BEGIN Page extract

Middle-class residents priced out of Sonoma County housing market
As million-dollar home sales mount, frustration intensifies for working Sonoma County residents trying to attain homeownership.
They have made many futile bids in recent months equal to asking prices or sometimes higher, only to get trumped by cash offers, often from outside buyers and sometimes more than $100,000 over houses’ list prices.
The local market for single-family homes exploded this spring, pushing median prices and sales volume to levels lofty even for an area used to robust housing activity, and one that features much steeper financial entry than long-standing strong home sales markets in Texas and Florida.
With the pandemic-fueled market pushed to an all-time high single-family median price of $780,000 in May — partly by wealthy buyers from San Francisco, Silicon Valley and the Los Angeles area — many county residents are priced out.
They remain renters, although that’s no bargain here, either, with the average apartment in Santa Rosa costing $1,958 last month, over $500 higher than the national average of $1,428, according to RentCafe.
It raises the question: Has the imbalanced local home sales market, in which only 27% of county residents can now afford the median priced house, finally reached a tipping point?
To Jenni Klose, executive director of Generation Housing, an independent housing advocacy organization in Santa Rosa, the answer is a resounding yes. Her group is calling for a county home construction spree of 6,000 new houses and apartments a year through 2030 to bolster supply and help reverse the escalating housing affordability crunch.
While housing advocates ramp up urgency for county, city, business and elected leaders to make tackling the affordability quagmire a top priority, residents striving to buy continue to share disappointment and rejection.

END Page extract

Instructions for the task
According to the article on Sonoma County housing, what was the all-time high single-family median price reached in May? The rows that follow are not needed.

BEGIN Data excerpts

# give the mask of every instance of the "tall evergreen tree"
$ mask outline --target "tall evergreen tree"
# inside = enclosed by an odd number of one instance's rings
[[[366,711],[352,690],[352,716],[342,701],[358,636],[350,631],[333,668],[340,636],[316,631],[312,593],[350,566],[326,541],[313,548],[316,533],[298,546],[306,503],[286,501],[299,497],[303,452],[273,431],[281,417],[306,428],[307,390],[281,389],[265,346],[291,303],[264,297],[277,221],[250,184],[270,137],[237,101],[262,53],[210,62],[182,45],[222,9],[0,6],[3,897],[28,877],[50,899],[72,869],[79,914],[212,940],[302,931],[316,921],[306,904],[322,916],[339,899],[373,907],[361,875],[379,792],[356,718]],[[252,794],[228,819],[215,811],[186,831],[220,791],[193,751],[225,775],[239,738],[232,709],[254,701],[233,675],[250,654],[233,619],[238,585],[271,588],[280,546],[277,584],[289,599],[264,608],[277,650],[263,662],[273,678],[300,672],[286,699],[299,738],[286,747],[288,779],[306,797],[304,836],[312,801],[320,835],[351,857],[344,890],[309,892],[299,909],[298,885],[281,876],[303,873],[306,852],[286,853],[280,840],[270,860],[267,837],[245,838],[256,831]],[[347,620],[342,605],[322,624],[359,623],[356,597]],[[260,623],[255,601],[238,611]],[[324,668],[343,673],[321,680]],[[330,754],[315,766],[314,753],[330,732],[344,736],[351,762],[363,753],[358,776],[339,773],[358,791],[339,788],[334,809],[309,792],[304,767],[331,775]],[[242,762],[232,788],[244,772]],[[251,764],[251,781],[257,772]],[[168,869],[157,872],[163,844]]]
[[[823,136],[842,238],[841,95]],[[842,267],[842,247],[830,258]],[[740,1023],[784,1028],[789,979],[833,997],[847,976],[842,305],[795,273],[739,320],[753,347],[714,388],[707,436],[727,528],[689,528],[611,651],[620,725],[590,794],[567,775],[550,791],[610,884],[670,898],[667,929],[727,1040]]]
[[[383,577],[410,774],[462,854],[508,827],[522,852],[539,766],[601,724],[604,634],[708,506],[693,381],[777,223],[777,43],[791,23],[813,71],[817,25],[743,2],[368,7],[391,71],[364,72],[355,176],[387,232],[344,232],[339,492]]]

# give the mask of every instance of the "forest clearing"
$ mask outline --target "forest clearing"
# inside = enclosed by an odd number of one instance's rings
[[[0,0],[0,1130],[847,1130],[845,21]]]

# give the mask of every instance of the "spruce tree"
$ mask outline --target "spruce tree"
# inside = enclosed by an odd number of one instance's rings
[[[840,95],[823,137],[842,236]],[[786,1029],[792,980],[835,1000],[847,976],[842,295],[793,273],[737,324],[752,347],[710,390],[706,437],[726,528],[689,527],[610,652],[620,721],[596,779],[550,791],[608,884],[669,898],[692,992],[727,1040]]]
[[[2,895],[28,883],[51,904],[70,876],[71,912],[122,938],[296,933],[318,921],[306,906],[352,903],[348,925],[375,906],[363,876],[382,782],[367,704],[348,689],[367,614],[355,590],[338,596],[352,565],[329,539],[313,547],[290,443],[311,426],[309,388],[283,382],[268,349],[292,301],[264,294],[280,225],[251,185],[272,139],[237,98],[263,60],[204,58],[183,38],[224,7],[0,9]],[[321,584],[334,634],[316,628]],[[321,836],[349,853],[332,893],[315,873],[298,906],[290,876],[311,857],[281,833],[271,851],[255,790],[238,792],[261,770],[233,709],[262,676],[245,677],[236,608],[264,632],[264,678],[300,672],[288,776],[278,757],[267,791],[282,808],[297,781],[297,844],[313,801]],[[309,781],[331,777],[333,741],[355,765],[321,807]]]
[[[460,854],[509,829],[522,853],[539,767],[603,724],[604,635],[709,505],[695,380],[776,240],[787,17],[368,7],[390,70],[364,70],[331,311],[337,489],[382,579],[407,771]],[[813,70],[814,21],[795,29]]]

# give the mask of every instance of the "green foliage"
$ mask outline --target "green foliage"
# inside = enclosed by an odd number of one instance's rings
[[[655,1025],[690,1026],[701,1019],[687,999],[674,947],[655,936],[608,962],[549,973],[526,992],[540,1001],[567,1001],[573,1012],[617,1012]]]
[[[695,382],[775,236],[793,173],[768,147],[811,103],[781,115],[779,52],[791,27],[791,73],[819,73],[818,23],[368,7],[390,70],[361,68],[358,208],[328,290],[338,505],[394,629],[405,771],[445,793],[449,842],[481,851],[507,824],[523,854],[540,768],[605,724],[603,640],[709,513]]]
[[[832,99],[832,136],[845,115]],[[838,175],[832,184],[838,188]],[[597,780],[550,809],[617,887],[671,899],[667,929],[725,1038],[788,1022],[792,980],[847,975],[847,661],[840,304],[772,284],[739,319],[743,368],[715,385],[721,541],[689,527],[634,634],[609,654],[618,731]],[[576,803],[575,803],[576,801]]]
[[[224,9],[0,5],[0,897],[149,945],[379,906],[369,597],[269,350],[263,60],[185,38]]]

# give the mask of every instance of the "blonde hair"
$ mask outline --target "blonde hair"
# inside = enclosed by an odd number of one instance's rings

END Data excerpts

Answer for this exercise
$780,000